:: 課題文 ::
【初心者向け】あなたに必要な老後資金はいくら?目標額の考え方と簡単な計算方法
老後資金について、「いくら必要なのだろうか」「今のままで大丈夫だろうか」と、漠然とした不安を感じていらっしゃる方も多いのではないでしょうか。定年後の生活を安心して送るためには、まずは「自分にはいくら必要なのか」を知ることが大切です。
この記事では、あなたに必要な老後資金の目標額を考えるための基本的な考え方と、簡単な計算方法を分かりやすく解説します。
なぜ老後資金の目標額を知ることが大切なのか?
老後資金の目標額を設定することは、漠然とした不安を解消し、具体的な行動を起こすための重要な第一歩です。
- 不安の「見える化」: いくら不足する可能性があるのかを知ることで、漠然とした不安が具体的な数字になり、向き合いやすくなります。
- 計画的な準備: 目標額が分かれば、「いつまでに、いくらを、どうやって準備するか」という計画を立てやすくなります。
- 効果的な対策: 現在の資産状況と目標額との差が明確になり、貯蓄を増やす、運用を始める、支出を見直すなど、具体的な対策を検討できます。
:::
:: 参考資料 ::
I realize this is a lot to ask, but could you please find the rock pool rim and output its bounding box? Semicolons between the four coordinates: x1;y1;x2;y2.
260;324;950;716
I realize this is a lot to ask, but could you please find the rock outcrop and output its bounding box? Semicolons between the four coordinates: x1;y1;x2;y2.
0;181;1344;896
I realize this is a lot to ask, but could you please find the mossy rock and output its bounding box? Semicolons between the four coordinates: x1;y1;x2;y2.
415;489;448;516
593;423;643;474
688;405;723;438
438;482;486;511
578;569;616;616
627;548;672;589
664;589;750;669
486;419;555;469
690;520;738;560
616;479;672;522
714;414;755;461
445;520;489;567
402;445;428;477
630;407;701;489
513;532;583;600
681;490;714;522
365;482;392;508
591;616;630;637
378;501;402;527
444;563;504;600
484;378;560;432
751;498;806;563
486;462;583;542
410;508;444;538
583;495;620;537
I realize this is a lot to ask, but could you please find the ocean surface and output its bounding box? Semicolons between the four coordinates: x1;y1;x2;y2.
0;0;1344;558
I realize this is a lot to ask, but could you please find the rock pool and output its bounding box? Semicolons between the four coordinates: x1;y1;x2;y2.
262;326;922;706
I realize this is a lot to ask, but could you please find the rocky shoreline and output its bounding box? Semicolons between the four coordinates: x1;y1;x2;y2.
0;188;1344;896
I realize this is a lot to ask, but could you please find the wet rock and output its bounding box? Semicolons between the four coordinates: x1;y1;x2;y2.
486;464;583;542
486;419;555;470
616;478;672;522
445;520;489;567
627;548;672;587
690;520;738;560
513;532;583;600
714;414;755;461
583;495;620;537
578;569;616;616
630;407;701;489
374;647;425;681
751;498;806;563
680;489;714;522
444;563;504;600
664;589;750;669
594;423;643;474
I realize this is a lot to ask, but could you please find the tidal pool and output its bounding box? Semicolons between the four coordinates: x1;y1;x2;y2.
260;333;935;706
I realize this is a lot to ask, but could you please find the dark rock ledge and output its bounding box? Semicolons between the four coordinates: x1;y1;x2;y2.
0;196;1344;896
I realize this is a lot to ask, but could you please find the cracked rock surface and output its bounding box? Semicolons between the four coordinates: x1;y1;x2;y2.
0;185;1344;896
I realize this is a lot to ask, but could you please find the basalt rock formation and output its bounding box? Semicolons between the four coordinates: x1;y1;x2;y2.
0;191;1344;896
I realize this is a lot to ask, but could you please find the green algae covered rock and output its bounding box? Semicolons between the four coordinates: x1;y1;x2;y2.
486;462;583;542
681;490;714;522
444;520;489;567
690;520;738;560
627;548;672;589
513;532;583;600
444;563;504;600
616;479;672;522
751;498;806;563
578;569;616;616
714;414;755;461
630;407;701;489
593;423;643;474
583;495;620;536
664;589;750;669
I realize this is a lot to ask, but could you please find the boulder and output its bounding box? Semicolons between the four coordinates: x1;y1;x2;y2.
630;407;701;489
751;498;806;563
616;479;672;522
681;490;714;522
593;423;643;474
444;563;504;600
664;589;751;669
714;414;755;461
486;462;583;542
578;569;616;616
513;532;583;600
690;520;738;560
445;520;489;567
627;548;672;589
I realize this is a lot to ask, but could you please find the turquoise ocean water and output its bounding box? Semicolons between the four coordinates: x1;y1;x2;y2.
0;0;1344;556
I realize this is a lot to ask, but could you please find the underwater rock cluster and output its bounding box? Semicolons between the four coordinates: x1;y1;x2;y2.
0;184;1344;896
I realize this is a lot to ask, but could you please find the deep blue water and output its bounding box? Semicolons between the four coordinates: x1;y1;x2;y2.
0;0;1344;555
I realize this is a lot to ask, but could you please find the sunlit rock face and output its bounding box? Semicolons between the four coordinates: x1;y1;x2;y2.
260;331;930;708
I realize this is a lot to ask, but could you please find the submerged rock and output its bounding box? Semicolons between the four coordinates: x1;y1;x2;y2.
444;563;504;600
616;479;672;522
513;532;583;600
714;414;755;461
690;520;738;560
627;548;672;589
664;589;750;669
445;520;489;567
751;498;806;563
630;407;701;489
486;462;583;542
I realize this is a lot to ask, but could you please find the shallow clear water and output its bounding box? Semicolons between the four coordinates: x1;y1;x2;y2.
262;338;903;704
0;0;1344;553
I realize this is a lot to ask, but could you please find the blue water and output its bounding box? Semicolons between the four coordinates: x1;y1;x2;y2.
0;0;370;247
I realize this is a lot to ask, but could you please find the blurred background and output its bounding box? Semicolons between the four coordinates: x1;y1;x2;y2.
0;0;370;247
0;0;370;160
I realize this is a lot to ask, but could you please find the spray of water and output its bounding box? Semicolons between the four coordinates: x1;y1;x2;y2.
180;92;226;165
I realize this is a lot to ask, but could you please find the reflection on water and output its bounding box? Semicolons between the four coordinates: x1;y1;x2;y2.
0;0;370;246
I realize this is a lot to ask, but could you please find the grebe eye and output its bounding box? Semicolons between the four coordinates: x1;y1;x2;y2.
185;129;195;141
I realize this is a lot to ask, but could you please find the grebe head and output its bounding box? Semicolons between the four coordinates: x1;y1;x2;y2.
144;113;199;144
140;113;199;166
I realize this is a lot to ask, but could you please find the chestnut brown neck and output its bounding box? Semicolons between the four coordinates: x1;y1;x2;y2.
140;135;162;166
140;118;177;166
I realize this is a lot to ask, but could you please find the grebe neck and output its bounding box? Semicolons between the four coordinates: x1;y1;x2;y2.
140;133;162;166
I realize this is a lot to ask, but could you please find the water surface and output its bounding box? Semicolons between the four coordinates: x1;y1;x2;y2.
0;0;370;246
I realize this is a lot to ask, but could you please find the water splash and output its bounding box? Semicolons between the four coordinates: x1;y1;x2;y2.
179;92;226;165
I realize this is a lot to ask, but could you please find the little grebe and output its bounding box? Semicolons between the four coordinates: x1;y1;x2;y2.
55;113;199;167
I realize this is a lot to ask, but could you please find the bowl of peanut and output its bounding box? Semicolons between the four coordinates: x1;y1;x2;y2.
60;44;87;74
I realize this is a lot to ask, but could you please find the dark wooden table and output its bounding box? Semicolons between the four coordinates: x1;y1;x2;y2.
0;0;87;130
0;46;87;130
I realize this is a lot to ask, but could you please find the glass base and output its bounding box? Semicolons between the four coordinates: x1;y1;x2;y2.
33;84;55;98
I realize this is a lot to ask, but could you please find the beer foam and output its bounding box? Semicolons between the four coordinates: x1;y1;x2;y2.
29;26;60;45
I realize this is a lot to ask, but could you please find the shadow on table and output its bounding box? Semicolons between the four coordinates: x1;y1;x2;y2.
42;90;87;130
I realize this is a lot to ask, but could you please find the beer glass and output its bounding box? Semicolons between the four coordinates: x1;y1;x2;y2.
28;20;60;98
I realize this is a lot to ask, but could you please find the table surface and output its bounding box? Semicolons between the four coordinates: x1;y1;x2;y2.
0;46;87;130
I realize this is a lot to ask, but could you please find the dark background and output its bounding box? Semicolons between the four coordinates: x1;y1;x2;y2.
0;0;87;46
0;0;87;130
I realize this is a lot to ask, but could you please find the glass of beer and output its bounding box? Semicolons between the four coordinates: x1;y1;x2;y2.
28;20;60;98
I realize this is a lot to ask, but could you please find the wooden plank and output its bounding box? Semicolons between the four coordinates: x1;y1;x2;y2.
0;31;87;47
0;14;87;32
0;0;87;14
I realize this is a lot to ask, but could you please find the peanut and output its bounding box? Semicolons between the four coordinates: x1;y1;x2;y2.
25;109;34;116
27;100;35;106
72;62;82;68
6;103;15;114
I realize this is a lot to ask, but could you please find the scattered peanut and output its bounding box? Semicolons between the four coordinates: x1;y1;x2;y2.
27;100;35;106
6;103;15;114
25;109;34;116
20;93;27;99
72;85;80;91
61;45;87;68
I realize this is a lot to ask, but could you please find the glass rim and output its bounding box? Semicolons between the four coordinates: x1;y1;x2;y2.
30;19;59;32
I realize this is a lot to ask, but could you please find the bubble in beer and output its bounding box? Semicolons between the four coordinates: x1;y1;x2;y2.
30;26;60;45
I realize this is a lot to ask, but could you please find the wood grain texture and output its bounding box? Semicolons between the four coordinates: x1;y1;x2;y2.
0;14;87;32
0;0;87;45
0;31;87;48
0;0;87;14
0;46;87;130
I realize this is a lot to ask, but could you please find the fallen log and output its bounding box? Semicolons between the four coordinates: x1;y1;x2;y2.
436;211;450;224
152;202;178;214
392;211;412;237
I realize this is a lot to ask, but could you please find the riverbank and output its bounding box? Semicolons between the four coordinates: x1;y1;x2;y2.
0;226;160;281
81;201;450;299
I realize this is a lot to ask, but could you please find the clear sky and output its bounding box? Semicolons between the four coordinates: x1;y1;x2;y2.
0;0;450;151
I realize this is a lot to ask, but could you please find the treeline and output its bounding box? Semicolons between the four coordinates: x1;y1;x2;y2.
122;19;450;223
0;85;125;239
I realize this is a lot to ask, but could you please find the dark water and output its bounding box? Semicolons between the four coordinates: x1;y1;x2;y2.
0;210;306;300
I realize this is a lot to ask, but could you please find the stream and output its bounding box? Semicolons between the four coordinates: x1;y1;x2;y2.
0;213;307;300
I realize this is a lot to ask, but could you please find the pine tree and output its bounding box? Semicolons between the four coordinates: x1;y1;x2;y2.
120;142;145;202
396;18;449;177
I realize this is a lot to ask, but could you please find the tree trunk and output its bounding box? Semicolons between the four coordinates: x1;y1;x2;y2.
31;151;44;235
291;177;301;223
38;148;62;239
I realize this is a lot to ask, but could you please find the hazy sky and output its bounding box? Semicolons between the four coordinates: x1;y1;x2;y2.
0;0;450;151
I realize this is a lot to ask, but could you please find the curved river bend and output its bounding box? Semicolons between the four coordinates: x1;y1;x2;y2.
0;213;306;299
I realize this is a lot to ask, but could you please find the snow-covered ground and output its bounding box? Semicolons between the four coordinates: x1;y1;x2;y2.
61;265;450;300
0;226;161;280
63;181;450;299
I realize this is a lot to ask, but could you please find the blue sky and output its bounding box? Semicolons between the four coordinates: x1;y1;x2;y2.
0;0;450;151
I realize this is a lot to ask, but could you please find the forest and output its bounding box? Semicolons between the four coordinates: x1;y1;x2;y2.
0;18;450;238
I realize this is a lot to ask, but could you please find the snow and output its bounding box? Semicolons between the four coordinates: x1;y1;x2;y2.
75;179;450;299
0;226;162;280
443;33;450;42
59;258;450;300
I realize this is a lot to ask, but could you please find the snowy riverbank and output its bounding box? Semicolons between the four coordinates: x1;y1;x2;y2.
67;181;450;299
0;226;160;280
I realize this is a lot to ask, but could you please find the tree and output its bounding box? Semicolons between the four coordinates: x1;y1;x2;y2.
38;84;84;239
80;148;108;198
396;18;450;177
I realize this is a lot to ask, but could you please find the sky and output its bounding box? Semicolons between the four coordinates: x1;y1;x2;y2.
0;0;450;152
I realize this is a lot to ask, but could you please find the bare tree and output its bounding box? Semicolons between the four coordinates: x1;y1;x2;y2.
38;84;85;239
:::
## [設問]
A. 老後資金に関する文章から、「老後資金の目標額を設定するこ」で始まり「- 計画的な準備: 目標額が分かれば、「いつまでに、いくらを、どうやって準備するか」という計画を立てやすくなります。」で終わる部分を、両端の語句も含めてそのまま書き写してください。
B. 老後資金に関する文章によると、目標額が分かればどのような計画を立てやすくなりますか。

## [解答欄]
A.
老後資金の目標額を設定することは、漠然とした不安を解消し、具体的な行動を起こすための重要な第一歩です。
- 不安の「見える化」: いくら不足する可能性があるのかを知ることで、漠然とした不安が具体的な数字になり、向き合いやすくなります。
- 計画的な準備: 目標額が分かれば、「いつまでに、いくらを、どうやって準備するか」という計画を立てやすくなります。

B. 「いつまでに、いくらを、どうやって準備するか」という計画です。